■ Objective: In the Operations Framework text, change "immutability" to "brevity" and write out the passage between "Notice that above" and "to their immutability.", inclusive.
* START Page excerpt *
Using Operations Framework

Here is how Operations Framework requires you to transform the code of your old action handlers:

Pre-OF handler:

public async Task<ChatMessage> PostMessage(
    Session session, string text, CancellationToken cancellationToken = default)
{
    await using var dbContext = CreateDbContext().ReadWrite();
    // Actual code...

    // Invalidation
    using (Invalidation.Begin())
        _ = PseudoGetAnyChatTail();
    return message;
}

Post-OF handler:

‎1. Create a dedicated command type for this action:

public record PostMessageCommand(Session Session, string Text) : ICommand<ChatMessage>
{
    // Newtonsoft.Json needs this constructor to deserialize this record
    public PostMessageCommand() : this(Session.Null, "") { } 
}

Notice that above type implements ICommand<ChatMessage> - the generic parameter ChatMessage here is the type of result of this command.

Even though it's a record type in this example, there is no requirement like "every command has to be a record". Any JSON-serializable class will work equally well; I prefer to use records mostly due to their immutability.

‎2. Refactor action to command handler:

[CommandHandler]
public virtual async Task<ChatMessage> PostMessage(
    PostMessageCommand command, CancellationToken cancellationToken = default)
{
    if (Invalidation.IsActive) {
        _ = PseudoGetAnyChatTail();
        return default!;
    }

    await using var dbContext = await CreateOperationDbContext(cancellationToken);
    // The same action handler code as it was in example above.
}

A recap from Part 8 of how [CommandHandler]s should look like:

  • Add virtual + tag the method with [CommandHandler]. You can apply it to corresponding interface member as well, the attribute is "inherited" and can be "overriden" like [ComputeMethod] does too.
  • New method arguments: (PostCommand, CancellationToken)
  • New return type: Task<ChatMessage>. Notice that ChatMessage is a generic parameter of its command too - and these types should match unless your command implements ICommand<Unit> or you write filtering handler (in these case it can be Task too).
  • The method must be public or protected.
* END Page excerpt *
* START Rows *
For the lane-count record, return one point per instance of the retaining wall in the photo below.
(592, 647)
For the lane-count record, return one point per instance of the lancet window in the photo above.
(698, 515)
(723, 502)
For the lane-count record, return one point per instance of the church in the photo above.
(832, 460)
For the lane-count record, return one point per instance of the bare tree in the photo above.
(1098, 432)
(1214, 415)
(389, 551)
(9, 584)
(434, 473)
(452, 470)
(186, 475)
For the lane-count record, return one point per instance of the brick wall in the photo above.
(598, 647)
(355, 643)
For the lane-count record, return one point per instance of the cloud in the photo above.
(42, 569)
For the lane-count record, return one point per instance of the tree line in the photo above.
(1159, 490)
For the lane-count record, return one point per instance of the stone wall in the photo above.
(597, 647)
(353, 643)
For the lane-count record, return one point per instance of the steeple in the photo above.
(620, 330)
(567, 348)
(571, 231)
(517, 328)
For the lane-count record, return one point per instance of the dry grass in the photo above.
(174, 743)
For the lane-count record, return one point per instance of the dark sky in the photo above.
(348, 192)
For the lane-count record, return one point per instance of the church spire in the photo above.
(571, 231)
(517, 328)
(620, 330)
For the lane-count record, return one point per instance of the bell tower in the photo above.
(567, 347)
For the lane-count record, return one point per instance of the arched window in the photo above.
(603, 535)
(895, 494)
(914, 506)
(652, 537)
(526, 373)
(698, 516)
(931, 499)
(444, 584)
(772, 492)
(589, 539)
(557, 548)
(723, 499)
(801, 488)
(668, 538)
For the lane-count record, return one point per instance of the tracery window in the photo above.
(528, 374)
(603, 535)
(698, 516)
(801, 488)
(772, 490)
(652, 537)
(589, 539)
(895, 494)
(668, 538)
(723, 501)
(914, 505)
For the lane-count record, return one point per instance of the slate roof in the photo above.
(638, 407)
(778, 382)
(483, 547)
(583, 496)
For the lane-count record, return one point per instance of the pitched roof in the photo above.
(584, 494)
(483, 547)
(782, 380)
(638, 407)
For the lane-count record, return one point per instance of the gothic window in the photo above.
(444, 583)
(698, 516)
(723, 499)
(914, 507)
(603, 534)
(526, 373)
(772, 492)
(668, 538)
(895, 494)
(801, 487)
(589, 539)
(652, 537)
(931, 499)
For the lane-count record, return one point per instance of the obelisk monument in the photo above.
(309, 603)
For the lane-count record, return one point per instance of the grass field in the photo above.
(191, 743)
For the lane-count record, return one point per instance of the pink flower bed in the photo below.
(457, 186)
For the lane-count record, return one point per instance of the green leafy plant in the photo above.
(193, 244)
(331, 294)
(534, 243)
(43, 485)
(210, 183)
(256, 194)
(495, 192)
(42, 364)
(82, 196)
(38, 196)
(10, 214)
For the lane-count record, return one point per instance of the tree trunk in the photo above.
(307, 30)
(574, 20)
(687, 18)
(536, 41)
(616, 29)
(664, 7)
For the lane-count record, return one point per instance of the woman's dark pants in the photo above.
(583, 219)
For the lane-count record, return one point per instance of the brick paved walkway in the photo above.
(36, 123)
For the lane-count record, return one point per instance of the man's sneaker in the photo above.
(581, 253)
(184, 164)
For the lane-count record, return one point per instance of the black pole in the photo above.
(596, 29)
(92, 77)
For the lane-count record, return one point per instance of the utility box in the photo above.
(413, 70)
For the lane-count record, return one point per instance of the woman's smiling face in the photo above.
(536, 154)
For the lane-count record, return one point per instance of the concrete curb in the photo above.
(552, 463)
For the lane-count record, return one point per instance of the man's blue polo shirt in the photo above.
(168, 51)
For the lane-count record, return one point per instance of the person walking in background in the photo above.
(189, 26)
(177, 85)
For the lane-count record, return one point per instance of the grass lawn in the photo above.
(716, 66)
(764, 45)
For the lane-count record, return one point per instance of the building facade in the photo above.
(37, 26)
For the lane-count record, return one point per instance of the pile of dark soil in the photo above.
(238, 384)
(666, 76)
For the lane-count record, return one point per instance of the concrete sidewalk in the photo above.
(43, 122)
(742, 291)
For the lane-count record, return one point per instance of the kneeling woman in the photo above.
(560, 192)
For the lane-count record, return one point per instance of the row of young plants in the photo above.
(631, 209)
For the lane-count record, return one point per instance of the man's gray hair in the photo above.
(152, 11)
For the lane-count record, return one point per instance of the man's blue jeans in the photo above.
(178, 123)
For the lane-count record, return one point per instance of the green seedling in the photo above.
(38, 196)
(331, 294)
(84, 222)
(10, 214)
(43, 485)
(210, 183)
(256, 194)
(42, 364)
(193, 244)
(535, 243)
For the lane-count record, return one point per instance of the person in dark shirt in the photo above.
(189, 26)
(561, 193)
* END Rows *
■ Exercise output:
Notice that above type implements ICommand<ChatMessage> - the generic parameter ChatMessage here is the type of result of this command.

Even though it's a record type in this example, there is no requirement like "every command has to be a record". Any JSON-serializable class will work equally well; I prefer to use records mostly due to their brevity.